• **Given task A**
Answer these questions about the welfare text, one answer per line, marked like the questions:
(i) How often does the text suggest a long-time worker could get the contribution supplement?
(ii) Besides Universal Credit, what would the supplement also apply to?
(iii) Which benefit was the most-claimed means-tested benefit before it was localised?

Another idea that we have advocated before and that links to work incentives is a contribution supplement on the standard allowance of Universal Credit. If you have been in the labour market for a long time, every decade or so, or every five years, there should be a supplement to recognise that you have worked for longer and paid more into the system and should get a higher award out of that, which is an incentive in itself.

I would also apply that not just to Universal Credit but to statutory maternity and paternity pay, which at the moment is very low. There is lots of evidence that women return to the labour market much earlier than they would like as a result of relying on statutory maternity pay, which most small businesses do and most people work in small businesses. If you can attach a supplement to people who have worked for longer and they get more through the statutory maternity pay, that also, I think, is good for work incentives.

Robert Joyce: I will try not to duplicate anything, given the time. One thing that I will just quickly mention because it is relevant to incentives and various other things that have come up—and it is also about computers—is that the Government do not know what the welfare system looks like in the sense that council tax support, which was the most-claimed means-tested benefit before it was localised, is now set differently by every local authority and there is no record anywhere of what these schemes look like. I know from talking to civil servants that they do not have anything internally that tells them what these schemes look like. Therefore, any discussion around incentives or trying to set a safety net that is some definition of adequate is pretty much impossible because the Government do not know what the whole of the welfare system they are dealing with looks like. As a point, data that should be there and usable at least within Government but presumably for everyone, that would be a good step in the right direction.

• **Given records**
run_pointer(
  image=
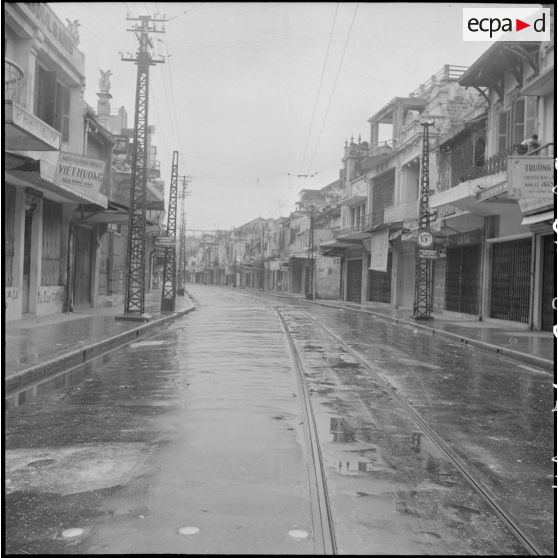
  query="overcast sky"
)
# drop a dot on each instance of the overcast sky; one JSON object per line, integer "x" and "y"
{"x": 252, "y": 94}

• **Given task B**
Write out the records again with each "overcast sky" swapped for "cloudy sky", changing nothing else, and leave the pictures out.

• **Problem solution A**
(i) Every decade or so, or every five years.
(ii) Statutory maternity and paternity pay.
(iii) Council tax support.

• **Problem solution B**
run_pointer(
  image=
  query="cloudy sky"
)
# drop a dot on each instance of the cloudy sky; one JSON object per line, integer "x" and "y"
{"x": 252, "y": 94}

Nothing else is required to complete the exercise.